[Task statement]: Send back the entries below exactly as they appear.
* START Rows *
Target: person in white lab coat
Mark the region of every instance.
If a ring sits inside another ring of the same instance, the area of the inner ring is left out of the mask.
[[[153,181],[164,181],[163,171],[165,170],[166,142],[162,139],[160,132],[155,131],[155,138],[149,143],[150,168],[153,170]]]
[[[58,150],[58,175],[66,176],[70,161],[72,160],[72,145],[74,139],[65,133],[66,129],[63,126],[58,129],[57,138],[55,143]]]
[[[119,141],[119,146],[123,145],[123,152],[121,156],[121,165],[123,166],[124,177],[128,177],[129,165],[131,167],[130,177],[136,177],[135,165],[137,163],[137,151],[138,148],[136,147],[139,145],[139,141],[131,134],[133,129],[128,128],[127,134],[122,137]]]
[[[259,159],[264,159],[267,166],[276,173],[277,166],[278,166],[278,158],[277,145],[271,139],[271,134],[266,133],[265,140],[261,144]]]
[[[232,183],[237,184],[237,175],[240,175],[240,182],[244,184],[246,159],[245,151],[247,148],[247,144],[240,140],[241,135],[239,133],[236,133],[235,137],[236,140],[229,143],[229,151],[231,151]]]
* END Rows *
[Solution]:
Target: person in white lab coat
Mark the region of every instance.
If a ring sits inside another ring of the same instance, the area of the inner ring is left out of the mask.
[[[153,181],[164,181],[163,171],[165,170],[166,142],[162,139],[160,132],[155,131],[155,138],[149,143],[150,168],[153,170]]]
[[[58,150],[58,175],[66,176],[70,161],[72,160],[72,145],[74,139],[65,133],[66,129],[63,126],[58,129],[57,138],[55,143]]]
[[[119,141],[119,146],[123,145],[123,152],[121,156],[121,165],[123,166],[124,177],[128,177],[129,165],[131,167],[130,177],[136,177],[135,165],[137,163],[137,151],[138,148],[136,147],[139,145],[139,141],[131,134],[133,129],[128,128],[127,134],[122,137]]]
[[[259,159],[264,159],[267,166],[276,173],[277,166],[278,166],[278,158],[277,145],[271,139],[271,134],[266,133],[265,140],[261,144]]]
[[[232,183],[237,184],[237,175],[240,175],[240,182],[244,184],[246,159],[245,151],[247,148],[247,144],[240,140],[241,135],[239,133],[236,133],[235,137],[236,140],[229,143],[229,151],[231,151]]]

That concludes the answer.